TASK OBJECTIVE:
Your task is to repeat the listing exactly.
——————————
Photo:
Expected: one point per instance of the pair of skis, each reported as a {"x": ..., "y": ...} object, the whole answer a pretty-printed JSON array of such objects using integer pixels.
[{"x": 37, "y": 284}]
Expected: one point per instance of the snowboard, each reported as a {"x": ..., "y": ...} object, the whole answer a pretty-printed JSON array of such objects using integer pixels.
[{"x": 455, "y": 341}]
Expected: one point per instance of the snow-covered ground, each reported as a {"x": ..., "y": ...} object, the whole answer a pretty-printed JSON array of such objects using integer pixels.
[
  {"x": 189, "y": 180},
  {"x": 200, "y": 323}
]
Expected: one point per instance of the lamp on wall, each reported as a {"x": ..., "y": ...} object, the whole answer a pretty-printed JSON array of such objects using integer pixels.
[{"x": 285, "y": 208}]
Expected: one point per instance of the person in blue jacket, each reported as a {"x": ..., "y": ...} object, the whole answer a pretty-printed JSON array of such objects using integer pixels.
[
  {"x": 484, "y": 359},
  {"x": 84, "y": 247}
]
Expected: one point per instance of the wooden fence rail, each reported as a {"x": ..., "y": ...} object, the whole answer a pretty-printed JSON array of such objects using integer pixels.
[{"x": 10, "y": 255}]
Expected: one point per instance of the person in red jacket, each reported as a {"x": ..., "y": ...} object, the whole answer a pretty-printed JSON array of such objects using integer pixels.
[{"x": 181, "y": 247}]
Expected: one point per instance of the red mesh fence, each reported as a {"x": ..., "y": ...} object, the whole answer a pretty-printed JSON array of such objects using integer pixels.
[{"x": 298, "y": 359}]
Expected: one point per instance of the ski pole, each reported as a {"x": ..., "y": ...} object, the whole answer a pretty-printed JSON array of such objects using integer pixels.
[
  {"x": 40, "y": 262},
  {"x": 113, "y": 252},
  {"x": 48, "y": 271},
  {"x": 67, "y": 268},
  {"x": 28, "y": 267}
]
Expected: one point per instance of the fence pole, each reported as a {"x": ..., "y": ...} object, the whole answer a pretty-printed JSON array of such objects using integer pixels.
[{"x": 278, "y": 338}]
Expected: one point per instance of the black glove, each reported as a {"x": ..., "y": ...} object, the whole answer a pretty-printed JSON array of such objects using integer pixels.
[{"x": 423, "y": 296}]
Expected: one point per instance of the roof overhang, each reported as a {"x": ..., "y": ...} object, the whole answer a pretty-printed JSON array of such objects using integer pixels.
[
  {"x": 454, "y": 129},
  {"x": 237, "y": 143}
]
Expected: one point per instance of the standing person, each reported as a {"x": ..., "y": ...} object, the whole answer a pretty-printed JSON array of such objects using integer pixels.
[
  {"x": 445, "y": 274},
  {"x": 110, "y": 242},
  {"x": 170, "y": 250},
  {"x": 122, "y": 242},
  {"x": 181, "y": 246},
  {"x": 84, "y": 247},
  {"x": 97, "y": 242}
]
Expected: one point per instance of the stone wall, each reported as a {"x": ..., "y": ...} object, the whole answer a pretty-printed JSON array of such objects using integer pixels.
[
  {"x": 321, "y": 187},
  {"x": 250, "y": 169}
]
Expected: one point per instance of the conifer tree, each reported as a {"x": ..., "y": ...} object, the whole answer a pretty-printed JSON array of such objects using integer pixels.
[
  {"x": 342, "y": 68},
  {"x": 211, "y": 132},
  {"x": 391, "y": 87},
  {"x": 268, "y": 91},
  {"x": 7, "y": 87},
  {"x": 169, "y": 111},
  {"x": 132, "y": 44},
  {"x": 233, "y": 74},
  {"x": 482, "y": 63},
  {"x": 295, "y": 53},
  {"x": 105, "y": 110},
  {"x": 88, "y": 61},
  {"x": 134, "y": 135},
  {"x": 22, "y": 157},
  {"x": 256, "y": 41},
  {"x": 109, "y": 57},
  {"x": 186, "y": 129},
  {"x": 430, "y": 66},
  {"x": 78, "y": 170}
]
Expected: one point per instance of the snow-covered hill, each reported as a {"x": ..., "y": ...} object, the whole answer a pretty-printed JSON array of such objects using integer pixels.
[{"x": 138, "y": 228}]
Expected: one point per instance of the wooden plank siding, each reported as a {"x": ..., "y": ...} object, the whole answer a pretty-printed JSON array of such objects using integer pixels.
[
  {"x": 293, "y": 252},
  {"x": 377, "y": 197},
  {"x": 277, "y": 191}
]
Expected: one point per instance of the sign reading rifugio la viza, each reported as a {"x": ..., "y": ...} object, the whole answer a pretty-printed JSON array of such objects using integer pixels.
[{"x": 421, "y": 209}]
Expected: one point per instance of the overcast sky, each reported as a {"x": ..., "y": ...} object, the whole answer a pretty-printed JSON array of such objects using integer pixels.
——————————
WRITTEN RESPONSE:
Photo:
Expected: one point per instance of the pair of skis, each reported as a {"x": ..., "y": ...} object, the whole answer a pretty-printed JSON array of such objects using integer pixels.
[{"x": 37, "y": 284}]
Expected: one point per instance of the snowboard, each reported as a {"x": ..., "y": ...} object, the whole answer a pretty-printed JSON array of such objects using integer pixels.
[{"x": 455, "y": 341}]
Expected: one point per instance of the snow-covered ground, each reported as a {"x": ..., "y": ...} object, the whole answer a pretty-printed JSON array of such objects using integer pixels.
[
  {"x": 189, "y": 180},
  {"x": 200, "y": 323}
]
Expected: one point per instance of the lamp on wall, each reported as a {"x": ..., "y": ...} object, the whole answer a pretty-printed JSON array of such objects using integer pixels.
[{"x": 285, "y": 208}]
Expected: one point per instance of the person in blue jacket, each reported as a {"x": ..., "y": ...} object, the whole answer a pretty-printed JSON array of such objects using integer pixels.
[
  {"x": 484, "y": 359},
  {"x": 84, "y": 247}
]
Expected: one point per instance of the wooden fence rail, each reported as a {"x": ..., "y": ...} object, the whole answer a pretty-printed JSON array of such objects using integer pixels.
[{"x": 10, "y": 255}]
Expected: one point per instance of the person in red jacket, each reported as a {"x": ..., "y": ...} object, the whole answer a pretty-printed JSON array of such objects using integer pixels.
[{"x": 181, "y": 247}]
Expected: one point per instance of the red mesh fence, each reported as a {"x": ..., "y": ...} object, the whole answer a pretty-printed JSON array of such objects using integer pixels.
[{"x": 298, "y": 359}]
Expected: one point per instance of the ski pole, each reported as a {"x": ..., "y": ...} object, the whole answer a pretty-printed JSON array of such objects using integer pixels.
[
  {"x": 40, "y": 262},
  {"x": 113, "y": 252},
  {"x": 48, "y": 271},
  {"x": 67, "y": 268},
  {"x": 28, "y": 267}
]
Expected: one point per instance of the fence pole, each reported as a {"x": ..., "y": ...} object, the whole answer a pretty-printed JSON array of such objects using integer pixels.
[{"x": 278, "y": 338}]
Expected: one point per instance of the black glove, each reported as a {"x": ..., "y": ...} object, the whole answer a pretty-printed JSON array of such objects using integer pixels.
[{"x": 423, "y": 296}]
Expected: one point per instance of the roof overhang, each reported as a {"x": ..., "y": ...} object, the whole answer a pretty-printed JSON array of such objects using integer pixels.
[
  {"x": 454, "y": 129},
  {"x": 237, "y": 143}
]
Expected: one point per instance of the standing person, each reported as a {"x": ..., "y": ...} object, the whole answer a pretty-printed JSON array of such objects using integer pixels.
[
  {"x": 445, "y": 274},
  {"x": 110, "y": 242},
  {"x": 170, "y": 250},
  {"x": 122, "y": 242},
  {"x": 181, "y": 246},
  {"x": 84, "y": 247},
  {"x": 97, "y": 242}
]
Expected: one point per instance of the stone wall, each reported as a {"x": ..., "y": ...} object, the whole answer a pretty-printed JSON array of such objects using integer pixels.
[
  {"x": 321, "y": 187},
  {"x": 250, "y": 169}
]
Expected: one point per instance of the conifer tree, each reported as a {"x": ..., "y": ...} object, the whole answer a pretty-printed JSON array of such objects using integer pixels.
[
  {"x": 342, "y": 68},
  {"x": 211, "y": 132},
  {"x": 391, "y": 87},
  {"x": 268, "y": 91},
  {"x": 7, "y": 87},
  {"x": 169, "y": 111},
  {"x": 132, "y": 44},
  {"x": 233, "y": 74},
  {"x": 482, "y": 63},
  {"x": 295, "y": 53},
  {"x": 105, "y": 110},
  {"x": 88, "y": 61},
  {"x": 134, "y": 135},
  {"x": 22, "y": 157},
  {"x": 256, "y": 41},
  {"x": 109, "y": 57},
  {"x": 186, "y": 129},
  {"x": 430, "y": 66},
  {"x": 78, "y": 170}
]
Expected: one point per instance of the snow-covered hill, each reported as a {"x": ..., "y": ...} object, the whole answer a pretty-printed JSON array of such objects using integer pixels.
[{"x": 138, "y": 228}]
Expected: one point per instance of the wooden plank siding, each reported as a {"x": ..., "y": ...} object, the whole answer a pretty-printed JSON array of such objects using integer pixels.
[
  {"x": 293, "y": 252},
  {"x": 377, "y": 197},
  {"x": 277, "y": 191}
]
Expected: one point per instance of the sign reading rifugio la viza, each reported as a {"x": ..., "y": ...} object, the whole answer a pretty-printed JSON array of such objects using integer pixels.
[{"x": 421, "y": 209}]
Expected: one point per instance of the overcast sky, each reported as a {"x": ..., "y": ...} object, the whole answer a pretty-printed JSON array of such objects using integer pixels.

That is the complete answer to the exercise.